Gemeenschap (juridisch)

Uit Wikipedia, de vrije encyclopedie

In het Nederlandse recht is sprake van gemeenschap als een of meer goederen aan twee of meer personen gezamenlijk toebehoren. Gemeenschap is geregeld in artikel 166 en volgende van Boek 3 van het Burgerlijk Wetboek.[1] De personen die gerechtigd zijn tot een gemeenschap, de mede-eigenaren, worden deelgenoten genoemd. Beslissingen kunnen alleen in unanimiteit worden genomen, handelingen nodig voor het dagelijkse beheer en voor dringende zaken kan elke deelgenoot zelfstandig verrichten (3:170 BW). Iedere deelgenoot is bevoegd een beslissing van de rechter te vragen ten behoeve van de gemeenschap. Als echter onderling een regeling is afgesproken voor het beheer, kan alleen degene aan wie het beheer is toegekend naar de rechter, als vertegenwoordiger van alle deelgenoten (3:171 BW). Niemand is verplicht in een gemeenschap gebonden te blijven, lukt het niet onderling tot afspraken te komen om uit de gemeenschap te stappen, of de gemeenschap onder alle deelgenoten te verdelen, kan een vordering tot boedelverdeling bij de rechter worden ingesteld (3:178 BW). Voor deze procedure bestaat in Nederland verplichte procesvertegenwoordiging door een advocaat.

In het huwelijksrecht kent men de (beperkte) gemeenschap van goederen, dit is ook een gemeenschap in de zin van Boek 3 BW. Tot 2018 was de hoofdregel dat door het sluiten van een huwelijk, alles wat de partners voor het huwelijk aan privévermogen hadden, juridisch samenvloeide tot een algehele gemeenschap van goederen met de huwelijkspartners als deelgenoten. Na 2018 valt niets meer wat tot aan het huwelijk of de registratie aan privévermogen bestond in de huwelijksgemeenschap, alleen alles wat al voor het huwelijk gezamenlijk eigendom was en dat wat er na het huwelijk aan gemeenschappelijke eigendom bijkomt.[2]

OPDRACHTEN |
1/ Noem alle wetsartikelen die de tekst over gemeenschap tussen haakjes vermeldt.
2/ Geef bij elke bewering aan of die klopt met de tekst over gemeenschap, en citeer de woorden uit de tekst die dat bepalen.
(a) Beslissingen binnen een gemeenschap kunnen bij meerderheid worden genomen.
(b) Voor een vordering tot boedelverdeling is in Nederland een advocaat verplicht.
(c) Sinds 2018 valt privévermogen van vóór het huwelijk nog in de huwelijksgemeenschap.
3/ Hoe heten volgens de tekst over gemeenschap de personen die gerechtigd zijn tot een gemeenschap?
Het materiaal speelt hierbij geen rol.

GETOOND MATERIAAL |
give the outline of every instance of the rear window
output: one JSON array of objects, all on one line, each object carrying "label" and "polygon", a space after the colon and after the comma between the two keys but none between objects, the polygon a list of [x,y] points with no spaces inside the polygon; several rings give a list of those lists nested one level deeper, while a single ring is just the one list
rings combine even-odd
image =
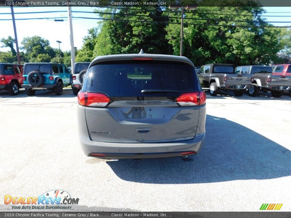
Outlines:
[{"label": "rear window", "polygon": [[252,69],[252,74],[254,75],[272,75],[272,68],[268,67],[253,67]]},{"label": "rear window", "polygon": [[214,73],[233,73],[233,67],[226,66],[214,66]]},{"label": "rear window", "polygon": [[75,74],[78,74],[83,70],[86,70],[89,67],[90,63],[88,64],[76,64],[74,70]]},{"label": "rear window", "polygon": [[281,73],[283,72],[283,70],[284,69],[284,66],[283,65],[280,65],[277,66],[275,67],[275,70],[274,71],[274,73]]},{"label": "rear window", "polygon": [[[181,62],[124,61],[99,63],[86,74],[87,91],[110,97],[178,96],[199,90],[194,68]],[[177,92],[142,93],[143,90],[166,90]]]},{"label": "rear window", "polygon": [[37,71],[45,74],[49,74],[49,69],[48,64],[26,64],[24,68],[24,74],[28,74],[32,71]]}]

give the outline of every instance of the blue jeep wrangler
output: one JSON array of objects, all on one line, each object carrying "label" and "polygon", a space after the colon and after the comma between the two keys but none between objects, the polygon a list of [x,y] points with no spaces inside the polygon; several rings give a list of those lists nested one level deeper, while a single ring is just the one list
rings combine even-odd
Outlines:
[{"label": "blue jeep wrangler", "polygon": [[63,93],[63,87],[73,83],[72,74],[65,65],[52,63],[24,64],[22,88],[28,95],[37,90],[53,90],[57,95]]}]

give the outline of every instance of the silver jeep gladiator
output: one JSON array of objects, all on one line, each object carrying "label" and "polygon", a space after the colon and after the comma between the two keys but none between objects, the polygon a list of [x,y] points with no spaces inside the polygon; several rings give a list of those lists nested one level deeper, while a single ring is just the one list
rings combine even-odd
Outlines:
[{"label": "silver jeep gladiator", "polygon": [[219,90],[233,91],[241,96],[246,90],[253,88],[253,78],[249,75],[235,73],[233,64],[211,64],[201,67],[199,80],[202,87],[209,88],[210,95],[216,96]]},{"label": "silver jeep gladiator", "polygon": [[236,67],[235,72],[244,76],[249,75],[254,78],[253,87],[248,90],[250,96],[256,96],[260,91],[271,92],[273,97],[280,97],[284,91],[291,90],[291,76],[272,74],[271,67],[244,66]]}]

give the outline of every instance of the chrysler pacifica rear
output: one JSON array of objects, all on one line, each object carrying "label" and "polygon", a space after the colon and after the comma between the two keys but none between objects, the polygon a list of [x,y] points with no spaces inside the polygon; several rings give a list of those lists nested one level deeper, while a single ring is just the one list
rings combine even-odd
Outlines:
[{"label": "chrysler pacifica rear", "polygon": [[98,57],[78,100],[79,138],[88,156],[182,157],[196,154],[202,146],[206,95],[185,57]]}]

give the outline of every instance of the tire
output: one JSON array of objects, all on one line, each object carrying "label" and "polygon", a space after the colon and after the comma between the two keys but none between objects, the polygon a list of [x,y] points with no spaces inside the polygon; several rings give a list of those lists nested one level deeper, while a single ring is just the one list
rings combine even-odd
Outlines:
[{"label": "tire", "polygon": [[260,89],[256,86],[256,85],[252,84],[252,85],[253,85],[253,88],[249,89],[248,90],[248,94],[249,96],[252,97],[256,97],[258,95]]},{"label": "tire", "polygon": [[63,94],[63,84],[59,81],[57,85],[54,88],[54,91],[56,95],[61,95]]},{"label": "tire", "polygon": [[39,86],[43,84],[45,78],[42,74],[39,71],[33,71],[28,73],[27,80],[32,86]]},{"label": "tire", "polygon": [[75,95],[78,95],[78,93],[79,92],[80,90],[78,88],[75,88],[74,87],[72,87],[72,89],[73,90],[73,93],[74,93],[74,94]]},{"label": "tire", "polygon": [[35,94],[35,90],[33,90],[31,89],[26,88],[25,89],[25,93],[28,95],[32,96],[34,95],[34,94]]},{"label": "tire", "polygon": [[85,75],[87,71],[87,69],[85,69],[81,71],[80,73],[79,74],[79,81],[81,83],[83,83],[83,81],[84,80],[84,78],[85,77]]},{"label": "tire", "polygon": [[212,83],[209,86],[209,92],[211,96],[216,96],[218,94],[218,90],[216,83]]},{"label": "tire", "polygon": [[238,97],[240,97],[242,96],[244,93],[245,90],[243,89],[235,90],[234,91],[234,95]]},{"label": "tire", "polygon": [[16,82],[12,82],[7,90],[10,95],[16,95],[19,93],[19,86]]},{"label": "tire", "polygon": [[275,97],[280,97],[284,94],[284,91],[273,91],[271,92],[272,96]]}]

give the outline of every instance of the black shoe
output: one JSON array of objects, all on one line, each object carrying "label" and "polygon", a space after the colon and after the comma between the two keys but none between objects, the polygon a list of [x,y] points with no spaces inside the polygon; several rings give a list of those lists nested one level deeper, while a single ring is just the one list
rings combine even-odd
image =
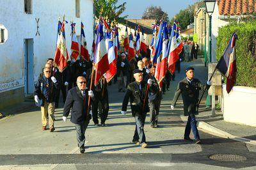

ANTWOORDEN |
1/ 3:170 BW, 3:171 BW, 3:178 BW

2/
(a) Nee: "Beslissingen kunnen alleen in unanimiteit worden genomen"
(b) Ja: "Voor deze procedure bestaat in Nederland verplichte procesvertegenwoordiging door een advocaat."
(c) Nee: "Na 2018 valt niets meer wat tot aan het huwelijk of de registratie aan privévermogen bestond in de huwelijksgemeenschap"

3/ Deelgenoten.